ASSIGNED TASK: Copy the entries below exactly, but only from the line containing "sunglasses, one line per instance." through the final line.

SUPPLIED DATA:

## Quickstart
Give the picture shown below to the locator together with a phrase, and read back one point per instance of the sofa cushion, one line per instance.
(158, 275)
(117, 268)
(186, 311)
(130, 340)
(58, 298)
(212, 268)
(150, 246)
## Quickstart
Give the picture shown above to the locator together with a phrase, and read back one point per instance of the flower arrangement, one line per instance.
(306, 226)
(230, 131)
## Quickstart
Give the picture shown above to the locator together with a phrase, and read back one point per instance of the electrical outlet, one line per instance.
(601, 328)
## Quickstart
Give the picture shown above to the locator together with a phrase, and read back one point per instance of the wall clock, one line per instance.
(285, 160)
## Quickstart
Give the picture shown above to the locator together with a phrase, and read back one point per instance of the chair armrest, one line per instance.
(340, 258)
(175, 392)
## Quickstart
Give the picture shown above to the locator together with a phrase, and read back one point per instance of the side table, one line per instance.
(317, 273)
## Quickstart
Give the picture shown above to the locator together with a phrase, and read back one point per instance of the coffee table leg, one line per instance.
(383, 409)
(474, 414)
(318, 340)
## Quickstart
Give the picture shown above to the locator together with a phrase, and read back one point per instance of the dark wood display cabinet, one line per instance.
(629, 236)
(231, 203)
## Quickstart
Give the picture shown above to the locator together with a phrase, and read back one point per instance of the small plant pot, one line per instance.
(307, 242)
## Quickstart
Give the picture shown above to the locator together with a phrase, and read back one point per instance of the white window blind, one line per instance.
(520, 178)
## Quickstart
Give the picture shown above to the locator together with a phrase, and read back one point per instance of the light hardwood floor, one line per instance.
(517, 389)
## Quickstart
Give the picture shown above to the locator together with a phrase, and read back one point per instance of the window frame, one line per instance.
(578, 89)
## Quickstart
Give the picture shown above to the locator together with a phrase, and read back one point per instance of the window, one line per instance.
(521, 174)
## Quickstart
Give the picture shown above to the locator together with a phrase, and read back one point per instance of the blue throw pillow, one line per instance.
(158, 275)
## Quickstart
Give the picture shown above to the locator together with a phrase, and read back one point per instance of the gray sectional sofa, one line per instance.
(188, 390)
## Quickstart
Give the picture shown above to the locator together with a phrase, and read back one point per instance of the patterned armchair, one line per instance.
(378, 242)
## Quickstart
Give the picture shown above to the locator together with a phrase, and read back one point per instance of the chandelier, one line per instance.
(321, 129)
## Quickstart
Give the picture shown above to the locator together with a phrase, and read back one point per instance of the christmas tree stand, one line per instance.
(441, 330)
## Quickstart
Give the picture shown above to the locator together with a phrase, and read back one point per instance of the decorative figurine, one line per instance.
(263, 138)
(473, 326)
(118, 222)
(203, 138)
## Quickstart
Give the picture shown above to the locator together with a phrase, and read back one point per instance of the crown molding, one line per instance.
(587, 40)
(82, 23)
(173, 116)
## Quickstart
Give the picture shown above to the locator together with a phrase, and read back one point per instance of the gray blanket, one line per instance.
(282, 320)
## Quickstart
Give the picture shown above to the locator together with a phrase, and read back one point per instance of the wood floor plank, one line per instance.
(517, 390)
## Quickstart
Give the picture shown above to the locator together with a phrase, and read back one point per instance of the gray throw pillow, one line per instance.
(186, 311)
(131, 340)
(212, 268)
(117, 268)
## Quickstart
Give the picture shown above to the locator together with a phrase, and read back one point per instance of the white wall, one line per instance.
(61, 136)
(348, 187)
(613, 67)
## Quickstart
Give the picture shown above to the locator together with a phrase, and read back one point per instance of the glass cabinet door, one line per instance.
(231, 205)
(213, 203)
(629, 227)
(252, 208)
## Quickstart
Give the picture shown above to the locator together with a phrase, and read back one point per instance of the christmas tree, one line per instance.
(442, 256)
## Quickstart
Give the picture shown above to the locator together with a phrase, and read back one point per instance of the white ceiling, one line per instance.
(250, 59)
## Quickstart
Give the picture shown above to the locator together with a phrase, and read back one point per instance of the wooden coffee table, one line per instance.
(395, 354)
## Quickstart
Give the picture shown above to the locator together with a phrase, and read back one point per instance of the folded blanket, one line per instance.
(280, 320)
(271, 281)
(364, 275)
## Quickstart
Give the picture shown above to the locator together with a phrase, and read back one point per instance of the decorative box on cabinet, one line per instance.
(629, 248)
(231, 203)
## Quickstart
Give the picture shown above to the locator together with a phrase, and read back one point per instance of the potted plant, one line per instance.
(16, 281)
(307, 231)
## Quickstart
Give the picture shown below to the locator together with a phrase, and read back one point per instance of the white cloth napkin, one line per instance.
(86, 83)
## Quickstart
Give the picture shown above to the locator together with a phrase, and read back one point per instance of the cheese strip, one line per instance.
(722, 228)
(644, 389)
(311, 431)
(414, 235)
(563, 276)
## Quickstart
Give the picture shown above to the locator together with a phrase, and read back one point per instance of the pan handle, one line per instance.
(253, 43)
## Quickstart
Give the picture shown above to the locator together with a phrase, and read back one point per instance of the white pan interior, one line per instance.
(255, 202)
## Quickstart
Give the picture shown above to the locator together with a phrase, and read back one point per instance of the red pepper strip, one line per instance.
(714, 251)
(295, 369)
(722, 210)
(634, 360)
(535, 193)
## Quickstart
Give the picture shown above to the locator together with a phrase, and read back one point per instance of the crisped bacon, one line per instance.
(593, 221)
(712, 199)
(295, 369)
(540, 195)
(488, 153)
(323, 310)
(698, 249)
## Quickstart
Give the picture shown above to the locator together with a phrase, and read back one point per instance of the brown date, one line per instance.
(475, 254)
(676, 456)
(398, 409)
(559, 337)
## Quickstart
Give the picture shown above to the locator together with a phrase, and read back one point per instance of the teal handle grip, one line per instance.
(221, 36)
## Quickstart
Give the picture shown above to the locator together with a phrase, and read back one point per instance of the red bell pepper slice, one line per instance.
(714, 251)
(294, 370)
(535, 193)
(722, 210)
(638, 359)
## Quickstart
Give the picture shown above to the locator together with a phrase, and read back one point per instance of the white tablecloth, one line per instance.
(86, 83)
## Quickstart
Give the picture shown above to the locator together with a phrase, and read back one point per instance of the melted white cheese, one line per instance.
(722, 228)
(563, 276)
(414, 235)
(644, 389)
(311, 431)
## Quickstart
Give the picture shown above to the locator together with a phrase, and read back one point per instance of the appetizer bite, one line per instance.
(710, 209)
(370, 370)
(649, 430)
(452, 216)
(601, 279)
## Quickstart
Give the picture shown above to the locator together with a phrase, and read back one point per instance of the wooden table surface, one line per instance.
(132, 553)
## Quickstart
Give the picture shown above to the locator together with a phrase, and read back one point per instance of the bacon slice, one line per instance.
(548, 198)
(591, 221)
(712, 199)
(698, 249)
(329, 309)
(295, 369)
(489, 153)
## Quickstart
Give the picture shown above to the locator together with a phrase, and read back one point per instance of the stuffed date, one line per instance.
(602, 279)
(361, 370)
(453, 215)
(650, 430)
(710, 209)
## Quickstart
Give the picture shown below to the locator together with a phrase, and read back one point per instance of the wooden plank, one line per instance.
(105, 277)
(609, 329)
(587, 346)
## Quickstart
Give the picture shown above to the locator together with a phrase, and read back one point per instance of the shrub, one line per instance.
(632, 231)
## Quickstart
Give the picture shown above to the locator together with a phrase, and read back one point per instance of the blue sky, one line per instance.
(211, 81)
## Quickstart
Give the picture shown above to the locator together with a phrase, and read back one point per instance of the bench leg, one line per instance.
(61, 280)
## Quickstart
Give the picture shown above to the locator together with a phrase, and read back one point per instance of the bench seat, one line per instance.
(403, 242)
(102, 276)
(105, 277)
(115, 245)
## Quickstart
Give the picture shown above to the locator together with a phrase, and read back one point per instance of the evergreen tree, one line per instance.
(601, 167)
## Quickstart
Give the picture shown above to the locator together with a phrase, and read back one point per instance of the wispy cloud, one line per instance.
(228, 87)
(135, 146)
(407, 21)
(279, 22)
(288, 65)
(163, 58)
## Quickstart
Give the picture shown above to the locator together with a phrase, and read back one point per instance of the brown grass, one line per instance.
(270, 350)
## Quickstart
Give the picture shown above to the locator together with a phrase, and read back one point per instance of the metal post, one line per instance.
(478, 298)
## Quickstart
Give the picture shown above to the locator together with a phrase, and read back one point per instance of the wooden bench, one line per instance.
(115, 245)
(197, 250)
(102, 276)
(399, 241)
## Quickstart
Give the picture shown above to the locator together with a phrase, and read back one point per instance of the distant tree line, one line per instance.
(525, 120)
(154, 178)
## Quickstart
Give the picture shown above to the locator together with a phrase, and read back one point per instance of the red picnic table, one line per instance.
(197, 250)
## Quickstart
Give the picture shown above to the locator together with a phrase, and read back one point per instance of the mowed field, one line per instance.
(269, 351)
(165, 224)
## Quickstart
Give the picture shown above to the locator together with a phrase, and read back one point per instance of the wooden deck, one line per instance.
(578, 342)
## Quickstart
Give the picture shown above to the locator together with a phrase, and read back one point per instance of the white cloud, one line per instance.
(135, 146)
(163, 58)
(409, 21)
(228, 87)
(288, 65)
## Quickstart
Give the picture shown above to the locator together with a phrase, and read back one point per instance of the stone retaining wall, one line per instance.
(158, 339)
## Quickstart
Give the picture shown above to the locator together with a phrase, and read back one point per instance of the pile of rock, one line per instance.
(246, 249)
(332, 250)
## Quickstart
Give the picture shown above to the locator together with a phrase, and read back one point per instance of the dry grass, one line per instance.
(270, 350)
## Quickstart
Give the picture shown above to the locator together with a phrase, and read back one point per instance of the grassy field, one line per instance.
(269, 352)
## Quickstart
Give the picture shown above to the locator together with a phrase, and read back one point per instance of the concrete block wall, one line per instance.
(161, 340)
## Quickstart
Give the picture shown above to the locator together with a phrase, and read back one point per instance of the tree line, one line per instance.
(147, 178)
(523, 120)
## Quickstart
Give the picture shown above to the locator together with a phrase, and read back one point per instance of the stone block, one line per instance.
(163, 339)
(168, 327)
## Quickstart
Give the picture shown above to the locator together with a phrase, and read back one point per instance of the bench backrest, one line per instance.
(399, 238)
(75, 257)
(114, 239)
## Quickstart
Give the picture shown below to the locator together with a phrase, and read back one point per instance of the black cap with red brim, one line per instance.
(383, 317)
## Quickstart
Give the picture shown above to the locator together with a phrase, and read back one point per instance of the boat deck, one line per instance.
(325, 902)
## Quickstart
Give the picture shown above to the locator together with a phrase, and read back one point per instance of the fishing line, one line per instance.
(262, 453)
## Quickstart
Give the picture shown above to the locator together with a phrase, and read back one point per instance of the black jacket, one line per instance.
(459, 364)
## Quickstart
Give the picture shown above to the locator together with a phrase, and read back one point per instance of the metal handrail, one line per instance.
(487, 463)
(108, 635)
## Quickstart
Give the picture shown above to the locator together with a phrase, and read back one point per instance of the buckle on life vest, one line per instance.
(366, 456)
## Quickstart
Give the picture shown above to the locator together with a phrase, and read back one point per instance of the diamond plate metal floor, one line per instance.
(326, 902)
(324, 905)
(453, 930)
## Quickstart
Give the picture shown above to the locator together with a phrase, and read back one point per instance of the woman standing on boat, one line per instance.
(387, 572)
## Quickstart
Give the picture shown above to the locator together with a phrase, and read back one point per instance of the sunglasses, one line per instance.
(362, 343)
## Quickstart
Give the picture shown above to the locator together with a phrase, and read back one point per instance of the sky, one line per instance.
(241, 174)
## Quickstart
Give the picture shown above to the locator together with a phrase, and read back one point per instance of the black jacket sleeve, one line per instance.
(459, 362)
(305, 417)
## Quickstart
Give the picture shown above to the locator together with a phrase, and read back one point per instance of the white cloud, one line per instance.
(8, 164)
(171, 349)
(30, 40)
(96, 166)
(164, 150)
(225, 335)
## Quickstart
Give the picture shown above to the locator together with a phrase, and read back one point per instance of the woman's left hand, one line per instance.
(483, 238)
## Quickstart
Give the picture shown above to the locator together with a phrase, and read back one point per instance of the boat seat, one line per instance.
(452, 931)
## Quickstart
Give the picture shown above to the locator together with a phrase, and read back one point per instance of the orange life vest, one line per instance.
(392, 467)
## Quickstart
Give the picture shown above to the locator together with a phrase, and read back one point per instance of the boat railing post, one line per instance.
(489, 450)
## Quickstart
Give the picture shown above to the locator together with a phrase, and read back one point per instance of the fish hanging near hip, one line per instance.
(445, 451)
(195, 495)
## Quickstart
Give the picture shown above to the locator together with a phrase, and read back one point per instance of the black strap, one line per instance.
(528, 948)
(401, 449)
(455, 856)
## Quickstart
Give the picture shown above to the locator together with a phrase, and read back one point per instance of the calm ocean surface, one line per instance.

YOUR RESPONSE:
Give the picture shown above to the locator together with a phrase, and read back one point per instance of the sunglasses, one line per instance.
(362, 343)
## Quickstart
Give the picture shown above to the locator together with a phrase, and read back one point per instance of the sky, one line per instance.
(241, 174)
## Quickstart
Give the picture shown above to the locator together with a phrase, and read back one point per instance of the black jacket sleeve, one line per instance.
(459, 362)
(305, 417)
## Quickstart
Give the picture shown above to the locator together with a phrase, and read back one point per instance of the white cloud, one line per instance.
(8, 164)
(171, 349)
(30, 40)
(96, 166)
(164, 150)
(225, 335)
## Quickstart
Give the picture shown above to the locator together with a phrase, and read back one point per instance of the woman's left hand, one line per instance.
(483, 238)
## Quickstart
Give the picture shown above to the locator together with a phrase, and read back one point per instance of the boat seat, one line per instance.
(452, 931)
## Quickstart
Give the picture shown above to the locator together with a phrase, and read back one point per instance of the orange life vest, one line per instance.
(392, 467)
## Quickstart
Give the picture shown above to the locator together with a phrase, and read back one point per instance of the boat railing post, one line per instance.
(489, 450)
## Quickstart
Give the picture shown above to the locator together with a phrase, and read back one point per instance of the fish hanging near hip, one line per instance.
(445, 451)
(195, 495)
## Quickstart
Give the picture shown above to the locator together with a phrase, and read back one point per instance of the black strap, one line per instance.
(528, 948)
(401, 449)
(455, 856)
## Quickstart
Give the picture shown above to the locator together with a phrase, and read back one point per instance of the calm ocean surface, one line per instance.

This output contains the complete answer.